● **WHAT THIS EXERCISE ASKS**:
a) In the text on medical laboratory careers, retype the passage starting with "Dexterity. Medical laboratory" and going on through "samples for testing.".
b) Translate this sentence from the text on medical laboratory careers into Spanish: "Medical laboratory technologists and technicians must understand how to operate complex machinery."

● **TEXT BLOCK**:
---------------
Medical laboratory technologists typically need a bachelor’s degree. Technicians usually need an associate’s degree or a postsecondary certificate. Some states require technologists and technicians to be licensed.
High school students who are interested in pursuing a career in the medical laboratory sciences should take courses in chemistry, biology, and mathematics.
Universities and hospitals offer medical technology programs. An entry-level job for technologists usually requires a bachelor's degree in medical technology or life sciences.
A bachelor’s degree in medical laboratory technology includes courses in chemistry, biology, microbiology, mathematics, and statistics, as well as courses on clinical laboratory skills, management, and education. This degree is sometimes known as a medical laboratory scientist program.
The courses may be offered through a hospital-based program that students attend during their senior year of college. College graduates who major in other sciences and meet a program’s prerequisites, such as having completed required courses in biology and chemistry, may also apply to a medical laboratory science program.
Prospective medical laboratory technicians must complete an associate’s degree program that includes science and clinical laboratory science courses. Often, 1-year certificate programs are available from hospitals for those who already have a degree in a related field, such as nursing. The Armed Forces and vocational or technical schools may also offer certificate programs for medical laboratory technicians. The technician coursework addresses the theoretical and practical aspects of each of the major laboratory disciplines, but the courses are not as in-depth as those that technologists take.
Some states require laboratory personnel to be licensed or registered. To be licensed, a technologist often needs a bachelor's degree and must pass an exam. However, requirements vary by state and specialty. For specific requirements, contact your state’s department of health or board of occupational licensing.
Certification of medical laboratory technologists and technicians is required for licensure in some states and by some individual employers. Although certification is not required to enter the occupation in all cases, employers typically prefer to hire certified technologists and technicians. Medical laboratory technologists and technicians can obtain a general certification as a medical laboratory technologist or technician, or a certification in a specialty, such as phlebotomy or medical biology. Most credentials require that technologists complete an accredited education program to qualify to sit for an examination. Continuing education is required in most cases to maintain certification.
Compassion. Medical laboratory technologists and technicians need to be empathetic while completing challenging tasks. They work closely with patients who may be in extreme pain or emotional stress and whose cooperation they must be able to get.
Detail oriented. Medical laboratory technologists and technicians must follow exact instructions from physicians in order to perform the correct tests or procedures.
Dexterity. Medical laboratory technologists and technicians require skill while working with their hands. They work closely with needles and precise laboratory instruments and must be able to handle these tools effectively.
Stamina. Medical laboratory technologists and technicians may work on their feet for long periods while collecting samples. They may need to lift or turn disabled patients to collect samples for testing.
Technical skills. Medical laboratory technologists and technicians must understand how to operate complex machinery.
---------------
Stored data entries
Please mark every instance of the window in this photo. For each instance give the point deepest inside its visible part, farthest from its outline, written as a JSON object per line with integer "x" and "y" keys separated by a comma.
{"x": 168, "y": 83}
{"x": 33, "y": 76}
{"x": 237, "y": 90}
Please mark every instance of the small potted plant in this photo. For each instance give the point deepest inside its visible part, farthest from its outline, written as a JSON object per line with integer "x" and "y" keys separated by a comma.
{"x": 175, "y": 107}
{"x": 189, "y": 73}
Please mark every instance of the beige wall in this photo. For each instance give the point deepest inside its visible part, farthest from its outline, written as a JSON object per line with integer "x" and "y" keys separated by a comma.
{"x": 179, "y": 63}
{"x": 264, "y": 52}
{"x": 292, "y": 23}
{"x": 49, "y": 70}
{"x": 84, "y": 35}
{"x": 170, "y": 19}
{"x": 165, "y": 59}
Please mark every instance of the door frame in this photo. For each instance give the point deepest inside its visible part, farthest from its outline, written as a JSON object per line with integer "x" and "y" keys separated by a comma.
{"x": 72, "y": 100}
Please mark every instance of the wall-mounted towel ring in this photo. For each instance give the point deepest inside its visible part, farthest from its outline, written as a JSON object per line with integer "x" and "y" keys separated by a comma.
---------------
● **TASK-BY-TASK OUTPUTS**:
a)
Dexterity. Medical laboratory technologists and technicians require skill while working with their hands. They work closely with needles and precise laboratory instruments and must be able to handle these tools effectively.
Stamina. Medical laboratory technologists and technicians may work on their feet for long periods while collecting samples. They may need to lift or turn disabled patients to collect samples for testing.

b) Los tecnólogos y técnicos de laboratorio médico deben entender cómo operar maquinaria compleja.